(STATED EXERCISE): Could you print all of the material below verbatim, leaving out the pictures?

# TASK INPUT start

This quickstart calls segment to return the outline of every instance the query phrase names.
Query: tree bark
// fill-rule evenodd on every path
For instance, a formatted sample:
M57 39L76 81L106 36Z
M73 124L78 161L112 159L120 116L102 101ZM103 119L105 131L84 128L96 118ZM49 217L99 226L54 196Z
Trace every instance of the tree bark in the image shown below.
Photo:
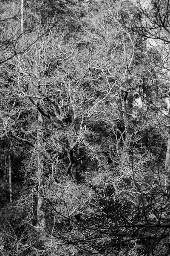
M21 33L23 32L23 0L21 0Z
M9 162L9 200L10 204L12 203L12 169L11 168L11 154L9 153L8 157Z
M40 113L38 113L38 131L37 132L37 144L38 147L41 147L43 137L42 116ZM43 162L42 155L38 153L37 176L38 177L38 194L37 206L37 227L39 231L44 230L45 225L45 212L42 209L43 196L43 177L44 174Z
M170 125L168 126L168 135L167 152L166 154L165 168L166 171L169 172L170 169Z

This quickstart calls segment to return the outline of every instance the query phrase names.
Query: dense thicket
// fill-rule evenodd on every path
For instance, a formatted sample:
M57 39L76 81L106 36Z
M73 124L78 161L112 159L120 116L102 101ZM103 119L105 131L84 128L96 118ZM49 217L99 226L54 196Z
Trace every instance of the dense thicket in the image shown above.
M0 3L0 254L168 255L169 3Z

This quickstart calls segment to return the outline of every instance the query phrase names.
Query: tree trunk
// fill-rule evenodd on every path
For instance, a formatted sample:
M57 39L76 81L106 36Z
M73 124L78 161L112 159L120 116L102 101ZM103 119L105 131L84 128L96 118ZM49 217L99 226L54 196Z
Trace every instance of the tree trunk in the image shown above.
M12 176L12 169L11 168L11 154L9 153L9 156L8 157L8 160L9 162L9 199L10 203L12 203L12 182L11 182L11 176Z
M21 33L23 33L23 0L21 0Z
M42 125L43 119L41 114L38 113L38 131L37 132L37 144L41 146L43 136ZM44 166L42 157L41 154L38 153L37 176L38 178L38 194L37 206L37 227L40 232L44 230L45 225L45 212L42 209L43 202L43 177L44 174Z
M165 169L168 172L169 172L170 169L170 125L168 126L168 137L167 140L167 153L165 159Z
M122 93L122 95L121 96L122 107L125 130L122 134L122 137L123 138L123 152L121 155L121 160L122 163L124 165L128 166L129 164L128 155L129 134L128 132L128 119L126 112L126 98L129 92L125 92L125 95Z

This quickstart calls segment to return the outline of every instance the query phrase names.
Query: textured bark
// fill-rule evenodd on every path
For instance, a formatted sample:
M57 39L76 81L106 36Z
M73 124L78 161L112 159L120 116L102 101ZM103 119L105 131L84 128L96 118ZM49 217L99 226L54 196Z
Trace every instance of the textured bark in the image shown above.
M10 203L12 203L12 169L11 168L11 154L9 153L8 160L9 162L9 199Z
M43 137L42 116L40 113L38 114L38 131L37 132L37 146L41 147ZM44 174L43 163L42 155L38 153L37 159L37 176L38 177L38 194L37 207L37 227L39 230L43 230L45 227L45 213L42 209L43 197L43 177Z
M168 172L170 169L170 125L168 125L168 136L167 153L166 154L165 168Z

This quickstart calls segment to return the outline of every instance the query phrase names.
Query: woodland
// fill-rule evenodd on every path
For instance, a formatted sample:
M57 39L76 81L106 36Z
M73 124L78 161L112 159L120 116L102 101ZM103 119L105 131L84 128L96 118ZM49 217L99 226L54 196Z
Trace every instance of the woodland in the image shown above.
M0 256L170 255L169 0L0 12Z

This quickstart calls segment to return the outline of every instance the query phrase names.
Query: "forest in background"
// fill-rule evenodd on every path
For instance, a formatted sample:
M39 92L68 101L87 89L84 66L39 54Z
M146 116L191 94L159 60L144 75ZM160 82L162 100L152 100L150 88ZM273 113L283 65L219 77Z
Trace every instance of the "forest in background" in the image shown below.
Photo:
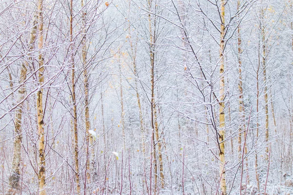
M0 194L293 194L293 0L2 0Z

# TASK INPUT end

(OUTPUT OF THE EXERCISE):
This quickstart calls segment to return the outline of every instance the query phrase names.
Query: tree bark
// fill-rule evenodd on every path
For instance, a formatted sample:
M57 39L76 81L106 36Z
M73 124L78 161L112 159L120 116L102 101ZM103 119L105 131L84 128L96 118ZM49 217L99 226L54 196Z
Trace every instance of the tree bark in the image shown below.
Photo:
M21 33L23 32L23 0L21 0Z
M9 162L9 200L10 204L12 203L12 169L11 168L11 154L9 153L8 157Z
M40 113L38 113L38 131L37 132L37 144L38 147L41 147L43 137L42 116ZM43 162L42 155L38 153L37 176L38 177L38 194L37 206L37 227L39 231L44 230L45 225L45 212L42 209L43 196L43 177L44 174Z
M170 125L168 126L168 135L167 152L166 154L165 168L166 171L169 172L170 169Z

This quickstart calls segment to return the outline of every instance the query phrase names.
Query: dense thicket
// fill-rule evenodd on every path
For instance, a formatted sample:
M57 39L76 81L106 36Z
M73 124L78 161L112 159L120 116L102 101ZM103 119L105 131L84 128L96 118ZM49 217L99 226L54 196Z
Trace every instance of the dense thicket in the image shown above.
M0 3L0 254L168 255L169 3Z

This quickstart calls segment to return the outline of every instance the query phrase names.
Query: tree trunk
// fill-rule evenodd on every path
For instance, a formatted sample:
M57 39L76 81L106 36Z
M73 124L78 161L112 159L120 116L102 101ZM103 119L105 131L84 128L96 118ZM49 217L99 226L54 196Z
Trace every instance of the tree trunk in the image shown above.
M12 176L12 169L11 168L11 154L9 153L9 156L8 157L8 160L9 162L9 199L10 203L12 203L12 182L11 182L11 176Z
M21 33L23 33L23 0L21 0Z
M42 125L43 119L41 114L38 113L38 131L37 132L37 144L41 146L43 136ZM44 166L42 157L41 154L38 153L37 176L38 178L38 194L37 206L37 227L40 232L44 230L45 225L45 212L42 209L43 202L43 177L44 174Z
M165 169L168 172L169 172L170 169L170 125L168 126L168 137L167 140L167 153L165 159Z
M122 93L122 95L121 96L122 107L125 130L122 134L122 137L123 138L123 152L121 155L121 160L122 163L124 165L128 166L129 164L128 155L129 134L128 132L128 119L126 112L126 98L129 92L125 92L125 95Z

This quickstart calls segment to return the outline of every instance the query phrase names.
Query: textured bark
// fill-rule evenodd on every path
For instance, a formatted sample:
M57 39L76 81L106 36Z
M73 124L78 161L112 159L120 116L102 101ZM103 119L105 131L84 128L96 118ZM49 217L99 226L54 196Z
Trace every instance of the textured bark in the image shown above.
M10 203L12 203L12 169L11 168L11 154L9 153L8 160L9 162L9 199Z
M43 137L42 116L40 113L38 114L38 131L37 132L37 146L41 147ZM44 174L43 163L42 155L38 153L37 159L37 176L38 177L38 194L37 207L37 227L39 230L43 230L45 227L45 213L42 209L43 197L43 177Z
M168 172L170 169L170 125L168 125L168 136L167 153L166 154L165 168Z

This quickstart calls segment to return the outline of every instance the query phrase names.
Query: woodland
// fill-rule evenodd on every path
For instance, a formatted sample:
M57 39L76 81L106 36Z
M73 124L78 161L112 159L120 116L102 101ZM103 119L105 131L84 128L96 118ZM49 217L99 226L54 196Z
Trace every instance of the woodland in the image shown above.
M0 256L170 255L169 0L0 12Z

This quickstart calls segment to return the outline of every instance the query phrase names.
Query: "forest in background"
// fill-rule evenodd on every path
For instance, a formatted sample:
M39 92L68 101L87 89L84 66L39 54Z
M146 116L191 94L159 60L144 75ZM160 82L162 100L152 100L150 88ZM273 113L283 65L219 77Z
Trace every instance of the "forest in background" in the image shown below.
Photo:
M0 194L293 194L293 0L2 0Z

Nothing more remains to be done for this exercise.